# Short exercise
Nothing before the line containing "of the smiling" belongs in the answer; quote that line and all lines after it through the end of the material, word for word.

------------------------------------------------

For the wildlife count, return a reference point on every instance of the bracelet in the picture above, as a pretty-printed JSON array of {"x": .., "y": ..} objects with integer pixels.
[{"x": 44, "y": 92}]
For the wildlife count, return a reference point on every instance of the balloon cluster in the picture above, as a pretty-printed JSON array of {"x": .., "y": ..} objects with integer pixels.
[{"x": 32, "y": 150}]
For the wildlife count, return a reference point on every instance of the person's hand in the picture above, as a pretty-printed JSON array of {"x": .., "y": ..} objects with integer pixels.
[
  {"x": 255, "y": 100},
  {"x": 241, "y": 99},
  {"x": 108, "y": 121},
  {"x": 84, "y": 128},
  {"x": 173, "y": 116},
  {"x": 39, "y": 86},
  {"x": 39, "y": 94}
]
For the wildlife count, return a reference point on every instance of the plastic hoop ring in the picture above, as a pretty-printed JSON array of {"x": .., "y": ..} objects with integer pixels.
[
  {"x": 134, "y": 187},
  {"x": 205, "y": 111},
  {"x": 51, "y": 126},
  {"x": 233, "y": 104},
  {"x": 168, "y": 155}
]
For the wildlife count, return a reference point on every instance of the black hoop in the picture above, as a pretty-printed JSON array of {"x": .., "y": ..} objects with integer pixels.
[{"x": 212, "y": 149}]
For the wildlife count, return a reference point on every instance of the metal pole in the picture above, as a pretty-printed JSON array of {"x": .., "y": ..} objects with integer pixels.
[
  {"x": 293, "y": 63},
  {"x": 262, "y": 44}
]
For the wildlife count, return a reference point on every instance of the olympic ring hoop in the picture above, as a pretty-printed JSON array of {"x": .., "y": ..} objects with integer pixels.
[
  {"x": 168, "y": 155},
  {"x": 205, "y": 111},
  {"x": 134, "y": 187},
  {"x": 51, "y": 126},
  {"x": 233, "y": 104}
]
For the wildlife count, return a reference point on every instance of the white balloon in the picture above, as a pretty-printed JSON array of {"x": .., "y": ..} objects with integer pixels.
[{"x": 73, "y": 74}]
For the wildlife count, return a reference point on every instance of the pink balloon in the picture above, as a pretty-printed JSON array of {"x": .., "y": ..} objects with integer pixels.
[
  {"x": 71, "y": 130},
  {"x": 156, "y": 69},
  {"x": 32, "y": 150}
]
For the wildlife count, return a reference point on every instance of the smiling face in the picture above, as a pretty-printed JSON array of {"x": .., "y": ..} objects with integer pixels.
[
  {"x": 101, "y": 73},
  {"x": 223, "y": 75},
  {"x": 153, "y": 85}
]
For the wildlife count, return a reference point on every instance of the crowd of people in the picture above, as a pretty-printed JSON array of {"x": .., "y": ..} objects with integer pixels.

------------------------------------------------

# Task output
For the wildlife count, return a reference point on every instance of the smiling face in the picture above, as a pretty-printed JSON array of {"x": .., "y": ..} objects with integer pixels.
[
  {"x": 101, "y": 73},
  {"x": 223, "y": 75},
  {"x": 153, "y": 85}
]
For the wildlife count, return a reference point on every instance of the crowd of people in the picture above, as a pretty-printed JSON array of {"x": .., "y": ..} objects with integer pixels.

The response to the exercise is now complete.